Required work =
The lines below that include the word "watering" are to be reported.

Information given =

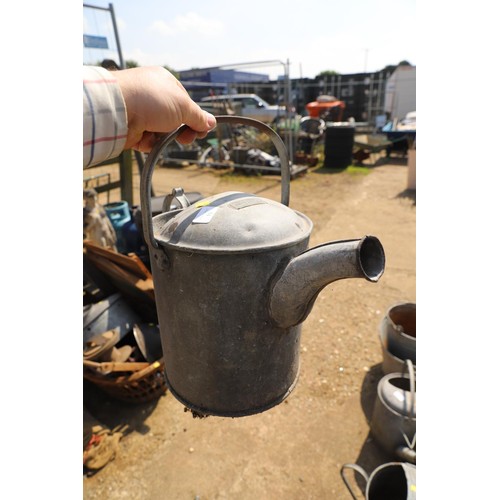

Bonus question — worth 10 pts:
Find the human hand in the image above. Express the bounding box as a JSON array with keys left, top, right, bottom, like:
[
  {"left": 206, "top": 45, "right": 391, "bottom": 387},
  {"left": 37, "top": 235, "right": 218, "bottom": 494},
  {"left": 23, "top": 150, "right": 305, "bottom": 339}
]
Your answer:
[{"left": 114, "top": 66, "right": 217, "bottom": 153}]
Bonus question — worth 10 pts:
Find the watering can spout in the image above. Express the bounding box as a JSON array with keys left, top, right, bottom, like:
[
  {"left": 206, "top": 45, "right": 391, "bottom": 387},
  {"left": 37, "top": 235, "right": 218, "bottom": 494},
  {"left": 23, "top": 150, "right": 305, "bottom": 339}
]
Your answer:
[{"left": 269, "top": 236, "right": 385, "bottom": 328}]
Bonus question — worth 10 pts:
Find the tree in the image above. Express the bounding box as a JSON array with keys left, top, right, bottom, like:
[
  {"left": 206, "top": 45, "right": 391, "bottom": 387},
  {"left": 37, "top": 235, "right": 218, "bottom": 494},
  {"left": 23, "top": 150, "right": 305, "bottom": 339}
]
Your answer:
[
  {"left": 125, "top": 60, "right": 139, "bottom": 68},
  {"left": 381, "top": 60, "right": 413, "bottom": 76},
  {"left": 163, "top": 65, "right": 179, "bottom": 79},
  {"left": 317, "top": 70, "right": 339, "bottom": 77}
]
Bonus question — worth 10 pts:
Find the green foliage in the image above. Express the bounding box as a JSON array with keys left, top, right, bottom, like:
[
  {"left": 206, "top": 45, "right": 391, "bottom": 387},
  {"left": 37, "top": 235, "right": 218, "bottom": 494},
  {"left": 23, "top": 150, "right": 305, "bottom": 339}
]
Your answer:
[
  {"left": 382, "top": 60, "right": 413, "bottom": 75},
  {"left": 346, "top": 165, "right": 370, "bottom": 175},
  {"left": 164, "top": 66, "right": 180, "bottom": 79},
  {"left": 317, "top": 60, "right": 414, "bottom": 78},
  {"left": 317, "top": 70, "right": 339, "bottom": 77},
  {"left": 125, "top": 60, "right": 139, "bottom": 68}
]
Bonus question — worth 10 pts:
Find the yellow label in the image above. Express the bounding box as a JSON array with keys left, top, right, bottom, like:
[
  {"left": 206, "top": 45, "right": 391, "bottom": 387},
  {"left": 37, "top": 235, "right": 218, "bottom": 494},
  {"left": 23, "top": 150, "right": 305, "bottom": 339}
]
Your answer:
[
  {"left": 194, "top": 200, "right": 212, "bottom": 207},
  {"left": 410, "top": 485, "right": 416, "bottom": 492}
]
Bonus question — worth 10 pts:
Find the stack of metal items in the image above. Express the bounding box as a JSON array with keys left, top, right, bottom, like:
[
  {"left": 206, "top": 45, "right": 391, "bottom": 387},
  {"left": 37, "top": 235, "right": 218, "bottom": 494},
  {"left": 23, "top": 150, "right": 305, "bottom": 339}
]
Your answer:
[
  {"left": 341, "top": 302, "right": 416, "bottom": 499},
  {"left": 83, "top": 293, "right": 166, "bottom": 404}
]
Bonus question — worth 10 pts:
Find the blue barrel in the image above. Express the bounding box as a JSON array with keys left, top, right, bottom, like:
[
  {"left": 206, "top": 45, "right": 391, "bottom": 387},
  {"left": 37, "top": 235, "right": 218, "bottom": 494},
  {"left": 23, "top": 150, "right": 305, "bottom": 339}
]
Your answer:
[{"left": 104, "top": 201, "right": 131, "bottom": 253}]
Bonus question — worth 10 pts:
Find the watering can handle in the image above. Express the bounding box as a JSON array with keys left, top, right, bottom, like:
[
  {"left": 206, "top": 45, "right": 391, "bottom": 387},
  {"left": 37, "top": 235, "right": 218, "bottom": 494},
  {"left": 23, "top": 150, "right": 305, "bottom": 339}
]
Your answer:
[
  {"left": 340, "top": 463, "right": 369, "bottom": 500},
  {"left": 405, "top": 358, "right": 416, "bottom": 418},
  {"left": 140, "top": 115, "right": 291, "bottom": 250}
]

Response to the task =
Find the watering can spout in the image above. Express the bounding box as a JSON array with keys left, top, right, bottom, like:
Find the watering can handle in the image above. Express the bounding box as a JSON array with keys left, top, right, bottom, like:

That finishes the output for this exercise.